Referring expression data >>
[Start of Attachment]

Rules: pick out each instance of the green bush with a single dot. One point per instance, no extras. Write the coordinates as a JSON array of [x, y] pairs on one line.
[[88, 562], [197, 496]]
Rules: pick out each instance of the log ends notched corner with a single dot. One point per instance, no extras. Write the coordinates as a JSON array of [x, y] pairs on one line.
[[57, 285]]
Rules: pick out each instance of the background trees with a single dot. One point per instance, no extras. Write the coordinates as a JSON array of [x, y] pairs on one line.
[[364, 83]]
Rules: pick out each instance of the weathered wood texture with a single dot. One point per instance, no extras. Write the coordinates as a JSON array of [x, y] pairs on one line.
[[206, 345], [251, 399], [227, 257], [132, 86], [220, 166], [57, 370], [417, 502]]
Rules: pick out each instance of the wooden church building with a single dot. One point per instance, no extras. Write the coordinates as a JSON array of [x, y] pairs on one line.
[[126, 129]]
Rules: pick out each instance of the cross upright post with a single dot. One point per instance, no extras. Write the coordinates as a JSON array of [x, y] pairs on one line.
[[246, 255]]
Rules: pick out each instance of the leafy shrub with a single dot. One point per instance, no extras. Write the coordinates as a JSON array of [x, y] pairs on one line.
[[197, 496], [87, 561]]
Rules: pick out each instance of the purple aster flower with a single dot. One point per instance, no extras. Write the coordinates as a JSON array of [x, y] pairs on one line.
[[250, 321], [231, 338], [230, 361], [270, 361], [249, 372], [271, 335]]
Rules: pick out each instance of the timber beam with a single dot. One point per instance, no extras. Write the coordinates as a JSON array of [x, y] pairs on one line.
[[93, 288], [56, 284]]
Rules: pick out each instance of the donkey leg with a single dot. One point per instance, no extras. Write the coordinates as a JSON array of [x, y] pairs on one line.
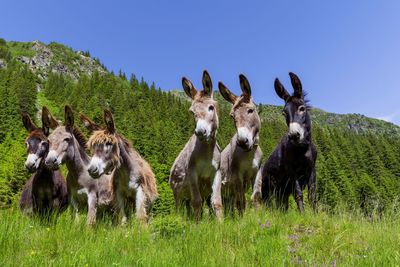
[[216, 199], [196, 200], [122, 209], [92, 208], [74, 209], [312, 188], [239, 196], [299, 196], [256, 197], [141, 213]]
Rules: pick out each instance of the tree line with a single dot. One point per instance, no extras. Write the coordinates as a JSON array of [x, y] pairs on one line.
[[353, 171]]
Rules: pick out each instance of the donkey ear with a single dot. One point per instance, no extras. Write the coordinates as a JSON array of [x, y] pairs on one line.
[[280, 90], [226, 93], [189, 88], [207, 84], [48, 121], [245, 85], [28, 123], [108, 119], [68, 117], [298, 89], [89, 124]]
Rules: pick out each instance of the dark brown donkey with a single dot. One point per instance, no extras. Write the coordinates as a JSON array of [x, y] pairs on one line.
[[68, 146], [46, 191], [291, 166]]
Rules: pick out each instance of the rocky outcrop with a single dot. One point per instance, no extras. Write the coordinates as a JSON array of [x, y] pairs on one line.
[[47, 60]]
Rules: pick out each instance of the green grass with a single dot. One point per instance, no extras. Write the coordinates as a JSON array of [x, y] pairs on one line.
[[260, 238]]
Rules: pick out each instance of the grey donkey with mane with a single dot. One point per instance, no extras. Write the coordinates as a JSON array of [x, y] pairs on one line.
[[134, 182], [195, 174], [240, 160], [68, 146]]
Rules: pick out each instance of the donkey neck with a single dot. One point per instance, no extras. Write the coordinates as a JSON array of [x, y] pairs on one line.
[[79, 159], [126, 160], [43, 174], [204, 146]]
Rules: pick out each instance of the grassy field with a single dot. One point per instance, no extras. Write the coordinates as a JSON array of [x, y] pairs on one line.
[[260, 238]]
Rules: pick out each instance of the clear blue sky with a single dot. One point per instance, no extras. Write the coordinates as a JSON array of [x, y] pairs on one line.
[[347, 53]]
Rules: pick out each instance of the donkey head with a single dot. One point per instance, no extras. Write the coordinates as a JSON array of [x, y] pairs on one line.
[[61, 139], [204, 107], [36, 143], [104, 146], [295, 111], [244, 114]]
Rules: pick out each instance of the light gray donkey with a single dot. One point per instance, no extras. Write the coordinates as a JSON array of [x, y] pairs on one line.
[[195, 172], [240, 160]]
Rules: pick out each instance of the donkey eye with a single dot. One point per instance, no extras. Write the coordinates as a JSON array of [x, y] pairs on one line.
[[302, 108]]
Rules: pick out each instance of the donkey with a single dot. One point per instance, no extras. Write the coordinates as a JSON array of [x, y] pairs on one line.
[[133, 179], [291, 166], [46, 191], [240, 160], [195, 173], [67, 146]]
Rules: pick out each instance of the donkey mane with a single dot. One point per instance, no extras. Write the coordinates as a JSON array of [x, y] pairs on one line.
[[36, 133], [305, 99], [241, 99], [101, 137], [146, 173], [79, 137]]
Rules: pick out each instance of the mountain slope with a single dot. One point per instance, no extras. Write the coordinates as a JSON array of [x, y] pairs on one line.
[[358, 163]]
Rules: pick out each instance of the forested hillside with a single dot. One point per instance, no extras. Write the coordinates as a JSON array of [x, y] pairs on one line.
[[358, 161]]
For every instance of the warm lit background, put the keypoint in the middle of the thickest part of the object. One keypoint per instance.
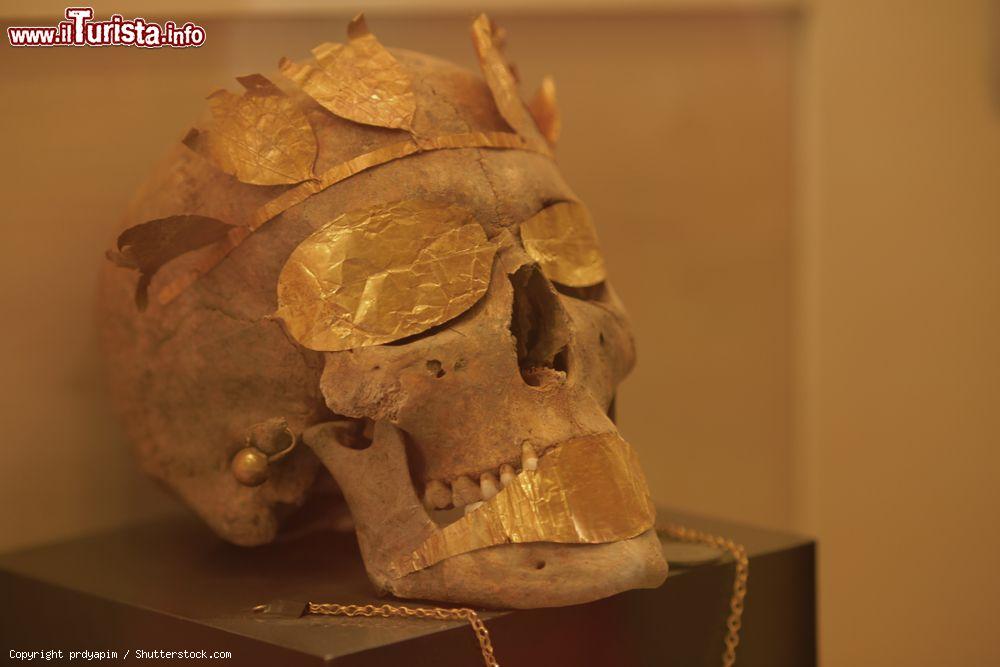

[End of Attachment]

Your goal >> Repeat the records word for word and drop any pictures.

Task output >>
Rules: pick out each instance of the green bush with a single dot. One point per instance, no extras. Write the coordinates as a JSON array of [x, y] pairs on one line.
[[88, 562], [197, 496]]
Rules: pick out each instance of the log ends notched corner with a single dot. One point per instance, no extras. Write the coordinates as a JSON array of [x, y] pairs on one line.
[[57, 285]]
Rules: pick out each instance of the background trees with a single dot. One point per instance, no extras. Write the coordinates as a JSON array of [x, y] pairs on one line.
[[364, 83]]
Rules: pick out each instance of the weathered wood texture with a single dot. One point per instance, no extras. Write the coordinates as a JSON array of [x, y] pairs on one line.
[[206, 345], [251, 399], [227, 257], [132, 86], [220, 166], [57, 370], [417, 502]]
Rules: pick out each instance of the wooden church building with a single dot. One point per instance, no extras. Write the coordinates as a JSON array of [x, y] pairs on one line.
[[126, 129]]
Rules: pick out each instance of the cross upright post with a single dot. One point per instance, no extras. Write the coordinates as a JSON array of [x, y] pairs on one line.
[[246, 255]]
Rules: pick out each instance of the leafy shrub with a single dot. One point per instance, no extras. Write the coordinates as a JSON array of [x, y] pairs on one line.
[[197, 496], [87, 561]]
Rules: pick out each instance of the purple aster flower with a single dot. One point per instance, no extras. Write the coordinates as a JSON array of [x, y] pairs on one line.
[[250, 321], [231, 338], [230, 361], [270, 361], [249, 372], [271, 335]]
Rules: pick out each instance of the timber beam with a single dot. One point per instance, no extras. Write the coordinates as a JSON array of [x, y] pairs on one line.
[[93, 288], [56, 284]]
Rules: pick out each instance of the donkey leg with a single dot. One point per instance, no extras. Write the coordinates as a JSON array of [x, y] pairs on one line.
[[216, 199], [196, 200], [122, 209], [92, 208], [74, 209], [312, 188], [239, 196], [299, 196], [256, 197], [141, 213]]
Rules: pick out each instance of the tree line with a single dot. One point per instance, no extras. Write the coordinates as a JSON array of [x, y] pairs on one line.
[[353, 171]]
Rules: pick out each instance of the donkey ear with a single dot. One point per instance, no extras. Write the coordinates as a JSON array of [x, y] pairs on one line.
[[280, 90], [226, 93], [189, 88], [207, 84], [48, 121], [245, 85], [28, 123], [108, 119], [68, 117], [298, 89], [89, 124]]
Rules: pick out each instance of the dark brown donkey with a single dot. One point per instance, no extras. Write the coordinates as a JSON array of [x, y] pairs on one line.
[[68, 146], [46, 191], [291, 166]]
Rules: pick out each instance of the rocky outcrop with a single dot. One point per instance, no extras. Write the coordinates as a JSON array of [x, y] pairs on one line.
[[47, 60]]
Rules: pick out each instance of the green grass with a single dot. One point per instance, no extras. Write the coordinates as a JSON array of [x, y] pairs on one line.
[[260, 238]]
Rules: pick out each instance of the grey donkey with mane with a single dot. One point per instance, no extras. Write the coordinates as a JSON array of [x, y] pairs on one line.
[[134, 182], [195, 174], [240, 160], [68, 146]]
Rules: pick out each instance of the donkey neck with a single dot. One point per instance, no extras. Write the coordinates as a JSON array of [x, y] pairs on one line.
[[79, 159], [126, 160], [43, 174], [204, 146]]
Rules: pick out each instance of the grassy field with a single dot. One point per instance, no extras. Write the coordinates as a JSON array of [x, y] pairs on one line.
[[260, 238]]
Rules: pick out each instance of the clear blue sky with a single dot. One point per instance, no extras. Write the coordinates as a JSON array of [x, y] pairs on one line.
[[347, 53]]
Rules: pick out each instance of the donkey head with a single dot. One point per instance, no extras. Write the coordinates as a JSON array of [x, y] pairs on one line.
[[61, 139], [204, 107], [36, 143], [104, 146], [295, 111], [244, 114]]
Rules: pick out each instance of the light gray donkey with a single dot. One point per instance, no extras. Write the coordinates as a JSON array of [x, y] pairs on one line.
[[195, 172], [240, 160]]
Rules: pick out each instance of the donkey eye with a single dot. One point per instance, no extras. Write the coordinates as a JSON array of [x, y] pairs on one line.
[[302, 108]]
Rules: pick out each instance of the donkey with a single dot. One point per instance, no extras. Write the coordinates as a JSON array of [x, y] pairs on one line.
[[133, 179], [291, 166], [46, 191], [240, 160], [195, 173], [67, 146]]
Rules: pick out each instance of the donkey mane with a single dot. One point per instance, no extras. Write the coordinates as a JSON array of [x, y] pairs on one line.
[[36, 133], [305, 99], [241, 99], [101, 137], [146, 173], [79, 137]]
Rules: pick out each instance of the mountain slope with a single dot. One point per instance, no extras. Write the coordinates as a JSON array of [x, y] pairs on one line.
[[358, 163]]
Rules: pick out each instance of the forested hillside with a single dot. One point per instance, no extras. Write the coordinates as a JSON array of [x, y] pairs on one line.
[[358, 161]]
For every instance of the warm lit background, put the keypoint in the middle of the thickest part of the object. One keypoint per instance.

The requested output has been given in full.